Document section:
DEFENDANT:  Your Honour, I’m happy to pay.  I’m happy to plead guilty upon presentation of a bona fide claim.  Have you read the pleading, Your Honour?

BENCH:  Well, I’ll enter that as a plea of not guilty.

DEFENDANT:  Objection.  I’ve conditionally accepted your offer, Your Honour.

BENCH:  Stop object – – – –

DEFENDANT:  I conditionally accept your offer to plead guilty upon, upon presentation of a bona fide claim.  Have you read my pleading, Your Honour?  Have you read the counter-claim?

BENCH:  I’ll read you charge 3.”[21]

  1. [24]
    The entry of not guilty pleas in such circumstances is warranted by s 145 and 148 of the Justices Act 1886 and s 601 of the Criminal Code (Qld).  This is particularly so when regard is had to the wider context that an underlying premise of the appellant’s contention was that she was somehow not amenable to the statutory laws of Queensland and/or had commercially resolved the matter by serving documents on the arresting police officer containing assertions which had not been refuted.[22]
  1. [25]
    Some variation occurred in the wording adopted by the Acting Magistrate in the introductory words used in charging the appellant, in each instance:
  1. (a)
    In respect of charge 1, it was “Sarah Ann Wales is charged that…”;
  1. (b)
    In respect of charges 2 and 4, it was “You’re charged that…”;
  1. (c)
    In respect of charge 3 there were no introductory words; and
  1. (d)
    In respect of charge 5, the following occurred:

“BENCH:  Stop.  Stop and listen.  Charge 5, that on the 11thof December 2011 at Maroochydore, you were guilty of an offence against Section 79(1) of the TORUMin that you upon requisition duly made by Senior Constable Weir, a police officer, failed to provide a prescribed specimen of breath for analysis.  How do you plead to that?”[23]

  1. [26]
    The appellant complains about this and that she was called a “criminal” and “several derogatory names including pig-headed and obnoxious” by the Acting Magistrate. This appears to be part of a complaint that the Acting Magistrate was prejudiced and did not impartially hear and decide this matter.
  1. [27]
    On a review of the record of proceedings, no such conclusion is warranted. It is clear that the form adopted to read out charge 5 was intended to and when considered as a whole, did put the matter as a charge or allegation. Further, it is clear that the Acting Magistrate rightly found the appellant’s conduct of the proceedings to be unco-operative, to the point of obstruction and that dealing with this was an obviously frustrating process. In this regard and towards the end of the proceedings, the Acting Magistrate said:

“Ms Wales in all my time in the Courts as prosecutor, as a defence lawyer, and as a Magistrate, I don’t think I’ve ever met anyone as rude, as obstructionist and as contemptuous in – words fail me.  You – You bring all these problems upon yourself.

I’ll say it again, the police treated you very well; in fact, they could’ve charged you with driving disqualified because of SPER, and they chose not to, they gave you a break there, I’m sure you don’t recognise that, but they could’ve charged you with driving disqualified.”

The following exchange is then recorded:

“DEFENDANT:  Was I driving, according to the legal definition?  Was the defendant driving?  What is the legal definition of driving?

Data section:
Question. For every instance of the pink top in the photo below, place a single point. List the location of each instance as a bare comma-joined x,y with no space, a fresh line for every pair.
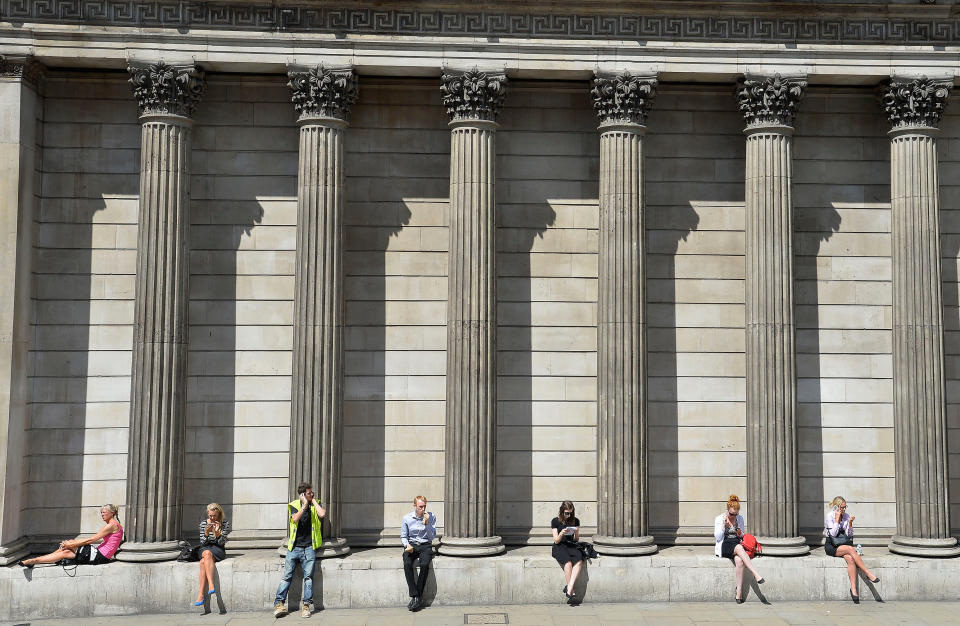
108,547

Exercise requirements:
#1 In the judgment excerpt, list every statutory provision that paragraph [24] gives as warranting the entry of not guilty pleas.
#2 According to the judgment excerpt, which police officer made the requisition for a breath specimen named in charge 5?

Problem solutions:
#1
- Section 145 of the Justices Act 1886
- Section 148 of the Justices Act 1886
- Section 601 of the Criminal Code (Qld)

#2 Senior Constable Weir